4. Termination Condition: The model determines that the summary is now clear, detailed, and accurately represents the article's content.
5. Final Output: The model outputs the refined summary, which is of higher quality than the initial version.

Reflexion [7]

Reflexion represents an innovative approach to enhancing language agents by using linguistic feedback as a means of reinforcement, diverging from the conventional practice of adjusting neural network weights. This paradigm shift moves away from the standard reinforcement learning (RL) techniques that typically depend on numerical rewards. By processing and learning from verbal feedback, language agents are able to refine their capabilities in a manner that more closely mimics human learning processes. This method could lead to the development of more advanced and flexible AI systems.

Specifically, within the Reflexion framework, agents engage in a form of self-reflection by considering the language-based feedback they receive and then storing this reflective dialogue within an episodic memory buffer. This repository of linguistic experiences serves to inform and guide the agents’ future choices, enhancing their decision-making processes over time.

Language Agent Tree Search (LATS) [8]

Language Agent Tree Search (LATS) is a strategy that combines language models with tree search algorithms to explore a large number of potential actions and outcomes. This approach can be especially powerful in game-playing scenarios or situations with a wide range of possible decisions.

Example:
In a chess game, LATS could be used to evaluate different moves:

Root: Current board position.
Branch 1: Move pawn from e2 to e4. Evaluate board position after opponent's possible responses.
Branch 2: Move knight from g1 to f3. Evaluate board position after opponent's possible responses.
…
Select the branch that leads to the most advantageous position after several look-ahead moves.

Each of these prompting techniques represents a significant leap forward in the capabilities of LLMs to perform more complex reasoning tasks and interact with their environment in meaningful ways. By incorporating structured thought processes, action plans, and decision trees, these models are becoming increasingly adept at solving real-world problems.

As research continues and these models evolve, we can expect even more sophisticated prompting methods to emerge, further closing the gap between artificial and human intelligence. These advances will undoubtedly unlock new applications and opportunities for LLMs across various domains.

Reference

[1] Wei, J., Wang, X., Schuurmans, D., Bosma, M., Xia, F., Chi, E., … & Zhou, D. (2022). Chain-of-thought prompting elicits reasoning in large language models. Advances in Neural Information Processing Systems, 35, 24824–24837.

[2] Wang, X., Wei, J., Schuurmans, D., Le, Q. V., Chi, E. H., Narang, S., … & Zhou, D. (2022, September). Self-Consistency Improves Chain of Thought Reasoning in Language Models. In The Eleventh International Conference on Learning Representations.

[3] Yao, S., Yu, D., Zhao, J., Shafran, I., Griffiths, T. L., Cao, Y., & Narasimhan, K. (2023). Tree of thoughts: Deliberate problem solving with large language models. arXiv preprint arXiv:2305.10601.

[4] Hao, S., Gu, Y., Ma, H., Hong, J. J., Wang, Z., Wang, D. Z., & Hu, Z. (2023). Reasoning with language model is planning with world model. arXiv preprint arXiv:2305.14992.

[5] Yao, S., Zhao, J., Yu, D., Du, N., Shafran, I., Narasimhan, K. R., & Cao, Y. (2022, September). ReAct: Synergizing Reasoning and Acting in Language Models. In The Eleventh International Conference on Learning Representations.

[6] Madaan, A., Tandon, N., Gupta, P., Hallinan, S., Gao, L., Wiegreffe, S., … & Clark, P. (2023). Self-refine: Iterative refinement with self-feedback. arXiv preprint arXiv:2303.17651.

[7] Shinn, N., Cassano, F., Gopinath, A., Narasimhan, K. R., & Yao, S. (2023, November). Reflexion: Language agents with verbal reinforcement learning. In Thirty-seventh Conference on Neural Information Processing Systems.

[8] Zhou, A., Yan, K., Shlapentokh-Rothman, M., Wang, H., & Wang, Y. X. (2023). Language agent tree search unifies reasoning acting and planning in language models. arXiv preprint arXiv:2310.04406.

__INFORMATION__

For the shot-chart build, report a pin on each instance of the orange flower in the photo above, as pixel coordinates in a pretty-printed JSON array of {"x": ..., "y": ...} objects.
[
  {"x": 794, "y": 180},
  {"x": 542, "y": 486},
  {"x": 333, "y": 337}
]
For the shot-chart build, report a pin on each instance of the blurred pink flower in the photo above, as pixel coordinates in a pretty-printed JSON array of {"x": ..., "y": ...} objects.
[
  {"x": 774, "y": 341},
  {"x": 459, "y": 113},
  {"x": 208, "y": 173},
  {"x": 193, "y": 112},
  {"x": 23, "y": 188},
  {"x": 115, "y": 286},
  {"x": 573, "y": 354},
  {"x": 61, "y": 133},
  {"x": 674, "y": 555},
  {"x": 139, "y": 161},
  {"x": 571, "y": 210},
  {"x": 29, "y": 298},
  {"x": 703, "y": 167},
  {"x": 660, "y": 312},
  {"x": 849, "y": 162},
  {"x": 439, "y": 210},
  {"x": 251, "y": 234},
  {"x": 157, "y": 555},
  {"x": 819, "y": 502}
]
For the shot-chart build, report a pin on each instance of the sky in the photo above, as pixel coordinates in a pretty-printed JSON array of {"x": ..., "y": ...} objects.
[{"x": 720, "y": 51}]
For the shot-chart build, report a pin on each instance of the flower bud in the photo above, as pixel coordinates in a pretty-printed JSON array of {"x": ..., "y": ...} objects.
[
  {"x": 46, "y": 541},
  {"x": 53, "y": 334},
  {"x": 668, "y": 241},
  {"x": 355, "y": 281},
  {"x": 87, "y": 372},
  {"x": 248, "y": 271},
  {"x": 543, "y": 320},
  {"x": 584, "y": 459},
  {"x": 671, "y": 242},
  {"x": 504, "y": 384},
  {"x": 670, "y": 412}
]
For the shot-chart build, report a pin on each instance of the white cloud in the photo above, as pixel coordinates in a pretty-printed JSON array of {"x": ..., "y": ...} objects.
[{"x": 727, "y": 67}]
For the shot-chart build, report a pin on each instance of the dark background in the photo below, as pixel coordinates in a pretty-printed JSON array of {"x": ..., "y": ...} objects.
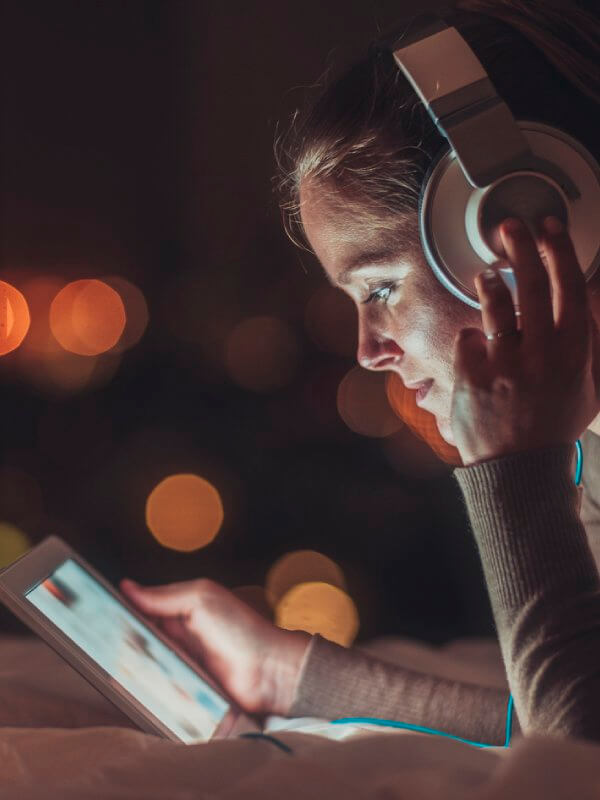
[{"x": 137, "y": 140}]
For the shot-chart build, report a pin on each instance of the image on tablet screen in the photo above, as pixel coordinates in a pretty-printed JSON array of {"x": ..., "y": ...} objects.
[{"x": 129, "y": 652}]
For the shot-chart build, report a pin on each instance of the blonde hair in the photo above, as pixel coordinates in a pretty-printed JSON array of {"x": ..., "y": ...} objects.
[
  {"x": 369, "y": 139},
  {"x": 568, "y": 35}
]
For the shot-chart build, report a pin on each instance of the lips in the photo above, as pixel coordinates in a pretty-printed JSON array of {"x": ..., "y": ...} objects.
[{"x": 422, "y": 388}]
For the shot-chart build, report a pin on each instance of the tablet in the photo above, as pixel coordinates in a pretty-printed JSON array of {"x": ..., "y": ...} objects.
[{"x": 81, "y": 616}]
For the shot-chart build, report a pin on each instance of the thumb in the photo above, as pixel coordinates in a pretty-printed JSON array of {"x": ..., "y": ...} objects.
[
  {"x": 470, "y": 355},
  {"x": 171, "y": 600}
]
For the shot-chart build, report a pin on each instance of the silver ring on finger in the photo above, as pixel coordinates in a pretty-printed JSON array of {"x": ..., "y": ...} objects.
[{"x": 500, "y": 334}]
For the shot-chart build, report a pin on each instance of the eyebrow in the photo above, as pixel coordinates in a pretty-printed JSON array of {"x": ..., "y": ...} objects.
[{"x": 363, "y": 259}]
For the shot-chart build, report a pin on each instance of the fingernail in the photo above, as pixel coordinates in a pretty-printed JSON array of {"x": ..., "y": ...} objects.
[
  {"x": 490, "y": 278},
  {"x": 553, "y": 226},
  {"x": 513, "y": 226}
]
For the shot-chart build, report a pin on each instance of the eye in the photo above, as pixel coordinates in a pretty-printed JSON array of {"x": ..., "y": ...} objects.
[{"x": 381, "y": 295}]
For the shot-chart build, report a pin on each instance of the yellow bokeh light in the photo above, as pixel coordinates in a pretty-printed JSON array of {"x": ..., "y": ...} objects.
[
  {"x": 14, "y": 318},
  {"x": 13, "y": 543},
  {"x": 87, "y": 317},
  {"x": 363, "y": 404},
  {"x": 261, "y": 354},
  {"x": 319, "y": 608},
  {"x": 184, "y": 512},
  {"x": 301, "y": 566}
]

__WHAT YOU WILL DO__
(a) In the text on prompting techniques, where do Reflexion agents store their reflective dialogue?
(b) Rewrite the text on prompting techniques between "[3] Yao, S., Yu, D., Zhao, J., Shafran, I., Griffiths, T." and "arXiv preprint arXiv:2305.14992.", inclusive, changing "world model" to "environment model".

__SOLUTION SET__
(a) In an episodic memory buffer.

(b)
[3] Yao, S., Yu, D., Zhao, J., Shafran, I., Griffiths, T. L., Cao, Y., & Narasimhan, K. (2023). Tree of thoughts: Deliberate problem solving with large language models. arXiv preprint arXiv:2305.10601.

[4] Hao, S., Gu, Y., Ma, H., Hong, J. J., Wang, Z., Wang, D. Z., & Hu, Z. (2023). Reasoning with language model is planning with environment model. arXiv preprint arXiv:2305.14992.